**Your goal**.
Are you able to quote each entry exactly as written?

**Source data**.
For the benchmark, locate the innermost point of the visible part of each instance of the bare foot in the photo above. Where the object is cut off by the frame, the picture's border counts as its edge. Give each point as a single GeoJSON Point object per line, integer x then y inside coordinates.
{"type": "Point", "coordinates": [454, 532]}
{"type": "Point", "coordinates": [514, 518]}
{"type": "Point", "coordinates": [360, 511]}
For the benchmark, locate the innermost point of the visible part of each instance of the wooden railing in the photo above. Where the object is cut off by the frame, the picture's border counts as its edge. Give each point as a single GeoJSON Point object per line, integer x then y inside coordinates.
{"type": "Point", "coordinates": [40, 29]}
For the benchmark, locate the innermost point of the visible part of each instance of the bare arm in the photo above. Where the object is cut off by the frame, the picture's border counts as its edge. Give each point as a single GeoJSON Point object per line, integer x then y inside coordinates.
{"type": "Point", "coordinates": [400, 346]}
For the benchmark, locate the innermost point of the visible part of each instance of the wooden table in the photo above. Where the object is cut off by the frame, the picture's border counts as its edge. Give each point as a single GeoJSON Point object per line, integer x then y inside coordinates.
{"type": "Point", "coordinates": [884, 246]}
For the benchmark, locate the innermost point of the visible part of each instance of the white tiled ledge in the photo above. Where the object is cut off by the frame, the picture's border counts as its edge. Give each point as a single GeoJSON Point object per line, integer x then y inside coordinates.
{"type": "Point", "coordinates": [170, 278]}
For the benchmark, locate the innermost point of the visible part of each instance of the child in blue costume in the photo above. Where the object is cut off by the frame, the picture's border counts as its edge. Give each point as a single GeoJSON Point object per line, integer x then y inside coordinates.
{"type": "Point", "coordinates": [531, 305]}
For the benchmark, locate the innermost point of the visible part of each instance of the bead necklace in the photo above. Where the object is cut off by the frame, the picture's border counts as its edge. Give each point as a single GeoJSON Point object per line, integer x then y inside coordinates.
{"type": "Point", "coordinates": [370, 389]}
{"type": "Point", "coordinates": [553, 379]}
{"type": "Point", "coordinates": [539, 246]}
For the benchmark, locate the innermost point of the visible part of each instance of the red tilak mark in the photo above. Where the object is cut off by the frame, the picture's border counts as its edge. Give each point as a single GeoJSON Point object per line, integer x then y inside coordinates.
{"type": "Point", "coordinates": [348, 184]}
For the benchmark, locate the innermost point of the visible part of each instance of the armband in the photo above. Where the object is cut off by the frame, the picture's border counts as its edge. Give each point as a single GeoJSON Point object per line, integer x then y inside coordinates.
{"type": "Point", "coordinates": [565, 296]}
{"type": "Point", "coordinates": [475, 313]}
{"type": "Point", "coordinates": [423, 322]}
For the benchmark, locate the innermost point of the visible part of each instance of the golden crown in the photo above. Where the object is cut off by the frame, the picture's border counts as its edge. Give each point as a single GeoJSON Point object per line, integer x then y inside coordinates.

**Finished task**.
For the benchmark, locate the innermost point of the visible part of each instance of the bare foot in the photo above. Where the object is cut off by the frame, the picture's border counts as its edge. Give each point as a single GeoJSON Point object per line, integer x then y inside coordinates.
{"type": "Point", "coordinates": [454, 532]}
{"type": "Point", "coordinates": [514, 518]}
{"type": "Point", "coordinates": [360, 511]}
For the benchmark, locate the innermost point of the visible part of each instance of the wooden railing in the photo above. Where the object is cut off by the frame, the picture's border counts as its edge. Give each point as a single GeoJSON Point object per line, integer x then y inside coordinates.
{"type": "Point", "coordinates": [40, 29]}
For the benchmark, locate the innermost point of the visible part of each instance of the bare arm in the photo above. Where the object is cut off by the frame, the picture's border counts as its edge. Give each point as a single GeoJSON Point object per line, integer x then y inside coordinates.
{"type": "Point", "coordinates": [400, 346]}
For the benchmark, locate the innermost point of the visible part of each instance of the wooden table in the photo above. Where the object is cut off by the frame, the picture's border counts as its edge. Give each point as a single GeoJSON Point object per line, integer x then y inside coordinates.
{"type": "Point", "coordinates": [884, 246]}
For the benchmark, locate the innermost point of the visible part of each instance of the white tiled ledge in the photo above. Where the object is cut off by the frame, the picture's border counts as its edge. Give each point as a single GeoJSON Point object per line, integer x then y inside coordinates.
{"type": "Point", "coordinates": [170, 278]}
For the benchmark, locate the innermost point of the visible part of each instance of the child in blue costume in the photo above. Where the object is cut off by the frame, the picture's border counts as its edge. Give each point as a single GeoJSON Point object per line, integer x then y inside coordinates.
{"type": "Point", "coordinates": [531, 305]}
For the benchmark, locate the innermost point of the visible part of each instance of the bead necklace in the photo above. Where the object is cut off by the frame, the picture's border counts as its edge. Give each point as a single GeoJSON Point object per line, integer x then y inside coordinates.
{"type": "Point", "coordinates": [370, 389]}
{"type": "Point", "coordinates": [553, 379]}
{"type": "Point", "coordinates": [539, 246]}
For the benchmark, locate the innermost point of the visible part of each instance of the red tilak mark in the photo above. Where the object is cut off by the frame, the picture's border counts as its edge. Give each point as a single GeoJSON Point object per line, integer x then y inside coordinates.
{"type": "Point", "coordinates": [348, 184]}
For the benchmark, locate the innermost point of the visible part of each instance of the armband in the photo above. Where the object is cut off by the frame, the picture's border counts as its edge. Give each point as a single GeoJSON Point object per line, integer x then y inside coordinates.
{"type": "Point", "coordinates": [565, 296]}
{"type": "Point", "coordinates": [475, 313]}
{"type": "Point", "coordinates": [423, 322]}
For the benchmark, locate the innermost point of the visible part of each instance of the golden crown in the photo above. Where the object is cut off by the frame, the picture's border counts as its edge. Give each point as a single GeoJSON Point object per line, integer x then y inside coordinates.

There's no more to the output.